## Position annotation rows
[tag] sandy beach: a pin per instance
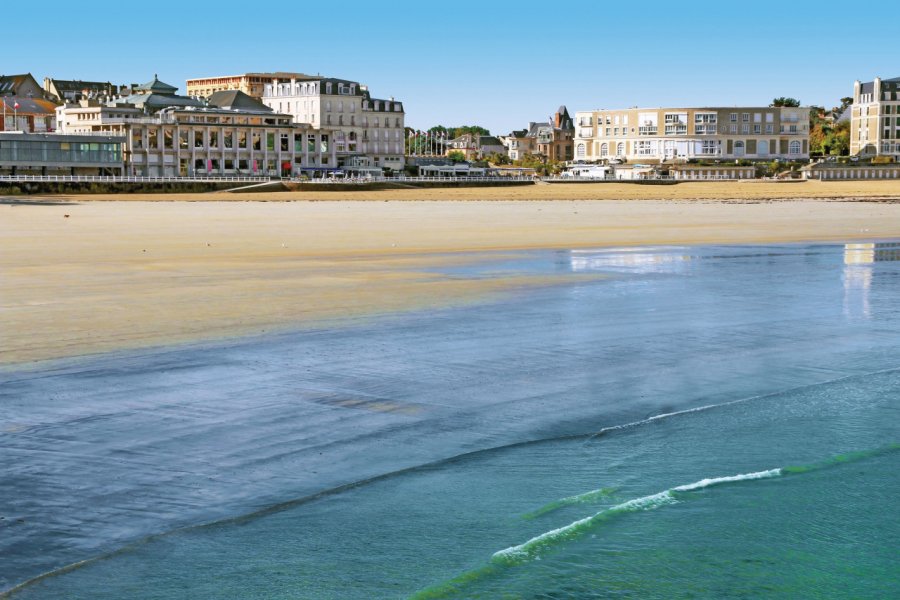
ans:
(86, 274)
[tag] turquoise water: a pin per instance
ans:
(807, 509)
(739, 442)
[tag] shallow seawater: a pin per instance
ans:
(705, 423)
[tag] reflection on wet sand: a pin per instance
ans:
(857, 275)
(647, 259)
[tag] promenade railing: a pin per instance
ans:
(134, 178)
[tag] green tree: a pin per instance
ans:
(473, 129)
(783, 101)
(845, 104)
(496, 158)
(837, 141)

## Your objective
Copy every row above verbatim, leaving out the picture.

## Response for this exercise
[tag] sandy beach: a pin per instance
ans:
(86, 274)
[tag] turquoise water: a pin per instance
ans:
(807, 509)
(739, 442)
[tag] shallow seawater: a pin per instance
ans:
(705, 423)
[tag] reflection on wet sand: a pin per instance
ans:
(857, 275)
(647, 259)
[tag] promenade railing: a pin per instance
ans:
(134, 178)
[tag] green tree: a pin per instance
ans:
(473, 129)
(783, 101)
(845, 104)
(496, 158)
(837, 141)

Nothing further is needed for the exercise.